**Teks**
------------------------------------------------------------
Jumat, April 19, 2024

Mencari Makna dari Lukisan Purba Tertua di Indonesia

  • Oleh: Rafael Pandu Amartya
  • SMA Santa Ursula BSD

Pemenang Lomba Menulis Esai “Mengenal Indonesia, Mengenal Diri Kita”. Sahabat Khatulistiwa. Desember 2020

Selama ini, sebagian dari kita mengetahui bahwa lukisan gua purba tertua di dunia terdapat di Paris, Perancis, yang dikenal dengan nama gua Chauvet-Pont-d’Arc. Meskipun lukisan gua tersebut memiliki usia yang cukup tua, lukisan gua ini bukanlah yang tertua di dunia. Kita sebagai Bangsa Indonesia patut bangga karena lukisan purbakala tertua terdapat salah satunya di Indonesia, tepatnya di Sulawesi Selatan yang disebut gua Leang Bulu’ Sipong 4.

Gua ini ditemukan sekitar tahun 2016 silam oleh satu tim arkeolog dari Balai Penelitian Cagar Budaya Sulawesi Selatan, bersama dengan arkeolog dari Australia. Dengan menggunakan alat pendeteksi usia barang purba, lukisan pada dinding gua Leang Bulu’ Sipong 4 diperkirakan berusia sekitar 35.000-44.000 tahun, atau lebih tepatnya pada zaman es.

Sedangkan gua Chauvet-Pont-d’Arc dibuat sekitar 20.000 tahun yang lalu berdasarkan penelitian yang telah dilakukan sebelumnya. Ini berarti lukisan dinding gua di Perancis dua kali lebih muda dibanding lukisan dinding gua di Sulawesi Selatan.

Penemuan lukisan dinding yang lebarnya kurang lebih 4,5 meter ini menjadi salah satu penemuan zaman purba terbesar bagi para peneliti. Maxime Aubert, Arkeolog dari Griffith University, Australia, mengatakan bahwa lukisan dinding gua ini menjadi pengetahuan baru tentang awal mula pemikiran manusia modern.

Pada cadas atau lukisan dinding dalam gua Leang Bulu’ Sipong 4 ini diilustrasikan sekelompok makhluk setengah manusia dan setengah hewan, atau disebut dengan Therianthrope yang sedang memburu seekor hewan yang besar. Tim peneliti meyakini bahwa hewan besar tersebut merupakan hewan buruan mereka, seperti babi hutan dan anoa.

Apa yang menjadi perhatian para peneliti adalah lukisan Therianthropes pada dinding gua, karena hal ini membuktikan bahwa manusia pada saat itu sudah memiliki kemampuan untuk berimajinasi dalam menggambarkan keberadaan kekuatan supernatural. Makhluk supernatural tersebut juga menjadi titik awal mula manusia memiliki interaksi terhadap kepercayaan rohani. Penemuan lukisan di dinding gua itu menegaskan bahwa kemajuan manusia pada zaman itu dalam kesenian cadas yang maju berasal dari Sulawesi Selatan.

Lukisan gua tertua ini dibuat menggunakan salah satunya dengan metode cat semprot. Hal ini tentu membuat takjub para peneliti. Karena usianya yang sangat tua, lukisan purba di gua tersebut dapat rusak dengan mudah apabila disentuh atau terpapar media yang dapat merusak narasi visual yang telah diciptakan oleh nenek moyang kita, seperti menggunakan flash pada kamera untuk mengabadikan lukisan purba tersebut.
------------------------------------------------------------
**Data Tersimpan**
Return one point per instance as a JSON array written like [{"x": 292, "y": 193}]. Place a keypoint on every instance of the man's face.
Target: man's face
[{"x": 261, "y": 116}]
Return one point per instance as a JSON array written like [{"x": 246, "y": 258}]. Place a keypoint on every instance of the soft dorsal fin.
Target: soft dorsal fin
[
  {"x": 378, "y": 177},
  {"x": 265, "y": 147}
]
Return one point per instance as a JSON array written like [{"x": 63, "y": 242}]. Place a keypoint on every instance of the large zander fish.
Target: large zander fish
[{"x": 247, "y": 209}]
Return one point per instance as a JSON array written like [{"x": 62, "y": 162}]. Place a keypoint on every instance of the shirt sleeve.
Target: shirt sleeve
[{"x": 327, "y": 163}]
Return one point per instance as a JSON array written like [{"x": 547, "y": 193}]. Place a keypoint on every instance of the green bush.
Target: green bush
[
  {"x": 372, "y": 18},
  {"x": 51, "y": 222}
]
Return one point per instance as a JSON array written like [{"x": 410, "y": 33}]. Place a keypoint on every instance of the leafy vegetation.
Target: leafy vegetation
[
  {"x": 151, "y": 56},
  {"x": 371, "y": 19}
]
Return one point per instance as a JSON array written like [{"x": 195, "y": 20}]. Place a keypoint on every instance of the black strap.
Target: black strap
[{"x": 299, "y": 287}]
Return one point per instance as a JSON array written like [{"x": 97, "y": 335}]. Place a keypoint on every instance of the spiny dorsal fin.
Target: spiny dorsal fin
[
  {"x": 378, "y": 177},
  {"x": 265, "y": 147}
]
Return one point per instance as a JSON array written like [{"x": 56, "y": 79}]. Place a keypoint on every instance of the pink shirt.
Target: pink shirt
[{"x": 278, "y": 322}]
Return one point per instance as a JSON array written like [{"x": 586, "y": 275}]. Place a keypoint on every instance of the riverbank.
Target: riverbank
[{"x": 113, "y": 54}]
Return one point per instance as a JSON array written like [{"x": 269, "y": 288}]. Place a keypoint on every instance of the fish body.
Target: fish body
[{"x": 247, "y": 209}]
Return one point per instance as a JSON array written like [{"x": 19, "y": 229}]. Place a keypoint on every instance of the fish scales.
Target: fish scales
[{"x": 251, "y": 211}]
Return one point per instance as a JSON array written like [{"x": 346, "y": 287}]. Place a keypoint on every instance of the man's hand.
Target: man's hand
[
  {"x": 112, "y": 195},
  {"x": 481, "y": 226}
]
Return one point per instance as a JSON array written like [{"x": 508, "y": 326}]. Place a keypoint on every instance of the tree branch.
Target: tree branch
------------------------------------------------------------
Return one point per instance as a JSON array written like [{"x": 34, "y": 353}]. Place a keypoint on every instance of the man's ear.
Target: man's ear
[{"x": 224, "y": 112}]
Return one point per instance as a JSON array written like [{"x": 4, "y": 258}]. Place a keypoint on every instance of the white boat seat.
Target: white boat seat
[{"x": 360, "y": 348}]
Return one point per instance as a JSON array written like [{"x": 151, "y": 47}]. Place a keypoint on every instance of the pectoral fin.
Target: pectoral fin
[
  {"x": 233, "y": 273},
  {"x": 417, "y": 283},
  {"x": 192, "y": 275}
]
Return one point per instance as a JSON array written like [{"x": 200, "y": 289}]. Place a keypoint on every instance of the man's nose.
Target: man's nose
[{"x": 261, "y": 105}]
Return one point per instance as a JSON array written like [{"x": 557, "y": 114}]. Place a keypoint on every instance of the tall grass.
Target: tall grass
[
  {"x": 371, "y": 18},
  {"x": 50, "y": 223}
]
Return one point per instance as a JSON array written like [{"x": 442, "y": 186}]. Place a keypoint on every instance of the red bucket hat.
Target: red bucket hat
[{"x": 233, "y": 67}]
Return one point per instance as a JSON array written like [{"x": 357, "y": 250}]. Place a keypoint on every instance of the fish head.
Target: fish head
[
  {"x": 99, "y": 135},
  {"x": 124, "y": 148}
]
------------------------------------------------------------
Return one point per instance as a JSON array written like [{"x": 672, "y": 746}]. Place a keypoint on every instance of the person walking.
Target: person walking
------------------------------------------------------------
**Yang Harus Dikerjakan**
Alihkan kalimat dari esai tentang lukisan gua purba ini ke dalam bahasa Inggris: "Gua ini ditemukan sekitar tahun 2016 silam oleh satu tim arkeolog dari Balai Penelitian Cagar Budaya Sulawesi Selatan, bersama dengan arkeolog dari Australia." Item-item tersebut sama sekali tidak dipakai di sini.

**Jawaban Tugas**
This cave was discovered around 2016 by a team of archaeologists from the South Sulawesi Cultural Heritage Research Center, together with archaeologists from Australia.